* Exercise objective: Render every entry exactly as it appears.

* Supplied data:
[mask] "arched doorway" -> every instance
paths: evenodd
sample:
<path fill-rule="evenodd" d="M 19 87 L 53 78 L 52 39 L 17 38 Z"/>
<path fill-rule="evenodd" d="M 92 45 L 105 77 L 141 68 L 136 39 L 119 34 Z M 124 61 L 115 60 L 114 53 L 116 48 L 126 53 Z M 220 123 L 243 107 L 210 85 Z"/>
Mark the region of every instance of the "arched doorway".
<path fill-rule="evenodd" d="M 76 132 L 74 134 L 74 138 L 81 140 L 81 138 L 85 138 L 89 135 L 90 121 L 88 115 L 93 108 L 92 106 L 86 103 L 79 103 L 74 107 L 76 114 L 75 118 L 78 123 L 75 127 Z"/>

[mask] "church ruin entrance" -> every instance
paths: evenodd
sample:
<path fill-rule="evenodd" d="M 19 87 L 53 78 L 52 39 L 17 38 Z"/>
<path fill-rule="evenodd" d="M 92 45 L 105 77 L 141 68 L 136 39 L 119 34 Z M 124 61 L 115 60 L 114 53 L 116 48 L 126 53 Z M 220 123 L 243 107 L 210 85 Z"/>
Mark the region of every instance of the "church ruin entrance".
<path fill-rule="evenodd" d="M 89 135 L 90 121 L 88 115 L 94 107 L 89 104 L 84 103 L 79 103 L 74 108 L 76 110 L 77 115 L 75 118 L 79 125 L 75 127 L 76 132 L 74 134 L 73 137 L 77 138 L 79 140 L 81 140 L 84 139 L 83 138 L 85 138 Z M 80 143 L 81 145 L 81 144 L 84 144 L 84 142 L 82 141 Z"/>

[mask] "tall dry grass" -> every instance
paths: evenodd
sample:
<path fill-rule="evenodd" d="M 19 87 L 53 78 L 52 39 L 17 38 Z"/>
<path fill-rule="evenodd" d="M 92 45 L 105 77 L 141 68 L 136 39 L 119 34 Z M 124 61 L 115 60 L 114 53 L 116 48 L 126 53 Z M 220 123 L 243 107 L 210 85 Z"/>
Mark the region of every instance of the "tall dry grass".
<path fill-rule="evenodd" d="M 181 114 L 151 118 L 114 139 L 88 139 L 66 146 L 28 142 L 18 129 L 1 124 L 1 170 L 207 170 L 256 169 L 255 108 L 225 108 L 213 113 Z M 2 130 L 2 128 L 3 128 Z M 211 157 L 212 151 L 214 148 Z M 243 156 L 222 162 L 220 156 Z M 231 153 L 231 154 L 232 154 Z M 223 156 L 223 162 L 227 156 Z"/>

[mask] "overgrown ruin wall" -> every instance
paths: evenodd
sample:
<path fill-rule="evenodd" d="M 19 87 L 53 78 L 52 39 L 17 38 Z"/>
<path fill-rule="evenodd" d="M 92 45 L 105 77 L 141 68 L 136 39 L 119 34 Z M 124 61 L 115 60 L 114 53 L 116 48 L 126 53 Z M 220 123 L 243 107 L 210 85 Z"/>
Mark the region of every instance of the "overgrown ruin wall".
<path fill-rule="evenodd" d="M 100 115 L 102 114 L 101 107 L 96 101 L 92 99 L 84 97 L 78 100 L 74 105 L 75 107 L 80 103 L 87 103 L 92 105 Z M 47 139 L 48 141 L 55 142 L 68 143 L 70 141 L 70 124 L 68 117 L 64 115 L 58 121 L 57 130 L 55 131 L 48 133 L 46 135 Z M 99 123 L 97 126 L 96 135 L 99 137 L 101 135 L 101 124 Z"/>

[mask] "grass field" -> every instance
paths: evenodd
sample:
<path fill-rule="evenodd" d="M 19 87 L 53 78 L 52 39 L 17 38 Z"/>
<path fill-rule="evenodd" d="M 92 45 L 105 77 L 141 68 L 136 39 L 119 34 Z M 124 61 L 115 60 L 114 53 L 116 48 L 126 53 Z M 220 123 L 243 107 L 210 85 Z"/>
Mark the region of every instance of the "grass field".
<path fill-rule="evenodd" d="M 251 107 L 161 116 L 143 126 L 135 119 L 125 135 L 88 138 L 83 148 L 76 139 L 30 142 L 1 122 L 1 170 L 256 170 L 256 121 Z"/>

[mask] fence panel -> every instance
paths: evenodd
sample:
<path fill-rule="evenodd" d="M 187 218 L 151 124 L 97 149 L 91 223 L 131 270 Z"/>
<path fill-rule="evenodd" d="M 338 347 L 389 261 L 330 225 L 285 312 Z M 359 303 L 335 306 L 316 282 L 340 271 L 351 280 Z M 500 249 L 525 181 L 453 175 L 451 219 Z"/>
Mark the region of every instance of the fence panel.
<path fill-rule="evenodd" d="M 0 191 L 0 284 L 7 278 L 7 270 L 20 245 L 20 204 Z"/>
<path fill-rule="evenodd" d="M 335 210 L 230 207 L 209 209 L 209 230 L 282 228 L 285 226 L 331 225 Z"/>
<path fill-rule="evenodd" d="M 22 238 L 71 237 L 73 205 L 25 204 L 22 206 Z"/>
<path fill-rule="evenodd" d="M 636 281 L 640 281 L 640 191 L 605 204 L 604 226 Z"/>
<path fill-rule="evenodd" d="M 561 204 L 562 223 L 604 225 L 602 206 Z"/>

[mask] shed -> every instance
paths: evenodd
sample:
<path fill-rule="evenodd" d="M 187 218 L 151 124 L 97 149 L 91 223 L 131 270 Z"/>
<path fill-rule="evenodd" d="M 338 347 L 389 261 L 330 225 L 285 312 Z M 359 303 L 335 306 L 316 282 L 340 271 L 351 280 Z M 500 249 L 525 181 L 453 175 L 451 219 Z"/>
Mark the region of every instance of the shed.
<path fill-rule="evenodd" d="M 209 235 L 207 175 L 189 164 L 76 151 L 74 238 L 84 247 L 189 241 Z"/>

* Result:
[mask] "arched doorway" -> every instance
paths: evenodd
sample:
<path fill-rule="evenodd" d="M 19 87 L 53 78 L 52 39 L 17 38 Z"/>
<path fill-rule="evenodd" d="M 92 45 L 105 77 L 141 68 L 136 39 L 119 34 Z M 124 61 L 115 60 L 114 53 L 116 48 L 126 53 Z M 220 123 L 243 107 L 210 85 Z"/>
Mark the region of every instance of the "arched doorway".
<path fill-rule="evenodd" d="M 76 132 L 74 134 L 74 138 L 81 140 L 81 138 L 85 138 L 89 135 L 90 121 L 88 115 L 93 108 L 92 106 L 86 103 L 79 103 L 74 107 L 76 114 L 75 118 L 78 123 L 75 127 Z"/>

[mask] "church ruin entrance" -> every instance
paths: evenodd
sample:
<path fill-rule="evenodd" d="M 19 87 L 53 78 L 52 39 L 17 38 Z"/>
<path fill-rule="evenodd" d="M 92 45 L 105 77 L 141 68 L 136 39 L 119 34 Z M 124 61 L 115 60 L 114 53 L 116 48 L 126 53 Z M 220 123 L 243 107 L 210 85 Z"/>
Mark the region of every instance of the "church ruin entrance".
<path fill-rule="evenodd" d="M 89 135 L 90 121 L 88 115 L 94 107 L 89 104 L 84 103 L 79 103 L 74 108 L 76 110 L 77 115 L 75 118 L 79 125 L 75 127 L 76 132 L 74 134 L 73 137 L 77 138 L 79 140 L 81 140 L 84 139 L 83 138 L 85 138 Z M 80 143 L 81 145 L 81 144 L 84 144 L 84 142 L 82 141 Z"/>

[mask] "tall dry grass" -> every instance
paths: evenodd
sample:
<path fill-rule="evenodd" d="M 19 87 L 53 78 L 52 39 L 17 38 Z"/>
<path fill-rule="evenodd" d="M 92 45 L 105 77 L 141 68 L 136 39 L 119 34 Z M 124 61 L 115 60 L 114 53 L 116 48 L 126 53 Z M 220 123 L 243 107 L 210 85 Z"/>
Mark the region of every instance of the "tall dry grass".
<path fill-rule="evenodd" d="M 181 114 L 151 118 L 114 139 L 88 139 L 66 146 L 28 142 L 18 129 L 1 124 L 1 170 L 207 170 L 256 169 L 255 108 L 225 108 L 213 113 Z M 2 130 L 2 128 L 3 128 Z M 211 157 L 212 151 L 214 148 Z M 243 156 L 222 162 L 220 156 Z M 231 153 L 231 154 L 232 154 Z M 223 156 L 223 162 L 227 156 Z"/>

[mask] "overgrown ruin wall" -> every instance
paths: evenodd
sample:
<path fill-rule="evenodd" d="M 19 87 L 53 78 L 52 39 L 17 38 Z"/>
<path fill-rule="evenodd" d="M 92 45 L 105 77 L 141 68 L 136 39 L 119 34 Z M 124 61 L 115 60 L 114 53 L 116 48 L 126 53 Z M 220 123 L 243 107 L 210 85 Z"/>
Mark the region of every instance of the "overgrown ruin wall".
<path fill-rule="evenodd" d="M 100 115 L 102 114 L 101 107 L 96 101 L 92 99 L 84 97 L 78 100 L 74 105 L 75 107 L 80 103 L 87 103 L 92 105 Z M 47 139 L 48 141 L 55 142 L 68 143 L 70 141 L 70 124 L 68 117 L 64 115 L 58 121 L 57 130 L 55 131 L 48 133 L 46 135 Z M 99 123 L 97 126 L 96 135 L 99 137 L 101 135 L 101 124 Z"/>

[mask] "grass field" -> every instance
paths: evenodd
sample:
<path fill-rule="evenodd" d="M 19 87 L 53 78 L 52 39 L 17 38 Z"/>
<path fill-rule="evenodd" d="M 92 45 L 105 77 L 141 68 L 136 39 L 119 34 Z M 124 61 L 115 60 L 114 53 L 116 48 L 126 53 Z M 220 123 L 243 107 L 210 85 Z"/>
Mark the region of every instance of the "grass field".
<path fill-rule="evenodd" d="M 251 107 L 161 116 L 143 126 L 135 119 L 125 135 L 88 138 L 83 148 L 76 139 L 30 142 L 1 122 L 1 170 L 256 170 L 256 121 Z"/>

[mask] fence panel -> every instance
paths: evenodd
sample:
<path fill-rule="evenodd" d="M 187 218 L 151 124 L 97 149 L 91 223 L 131 270 Z"/>
<path fill-rule="evenodd" d="M 338 347 L 389 261 L 330 225 L 285 312 Z M 359 303 L 335 306 L 316 282 L 340 271 L 351 280 Z M 500 249 L 525 181 L 453 175 L 451 219 Z"/>
Mark the region of every instance of the fence panel.
<path fill-rule="evenodd" d="M 0 191 L 0 284 L 7 278 L 7 270 L 20 245 L 20 204 Z"/>
<path fill-rule="evenodd" d="M 335 210 L 230 207 L 209 209 L 209 230 L 282 228 L 285 226 L 331 225 Z"/>
<path fill-rule="evenodd" d="M 22 238 L 71 237 L 73 205 L 25 204 L 22 206 Z"/>
<path fill-rule="evenodd" d="M 636 281 L 640 281 L 640 191 L 605 204 L 604 226 Z"/>
<path fill-rule="evenodd" d="M 561 204 L 562 223 L 604 225 L 602 206 Z"/>

[mask] shed -> every instance
paths: evenodd
sample:
<path fill-rule="evenodd" d="M 187 218 L 151 124 L 97 149 L 91 223 L 131 270 Z"/>
<path fill-rule="evenodd" d="M 338 347 L 389 261 L 330 225 L 285 312 Z M 359 303 L 335 306 L 316 282 L 340 271 L 351 280 Z M 500 249 L 525 181 L 453 175 L 451 219 Z"/>
Mark the region of every instance of the shed.
<path fill-rule="evenodd" d="M 209 235 L 207 175 L 189 164 L 76 151 L 74 238 L 84 247 L 189 241 Z"/>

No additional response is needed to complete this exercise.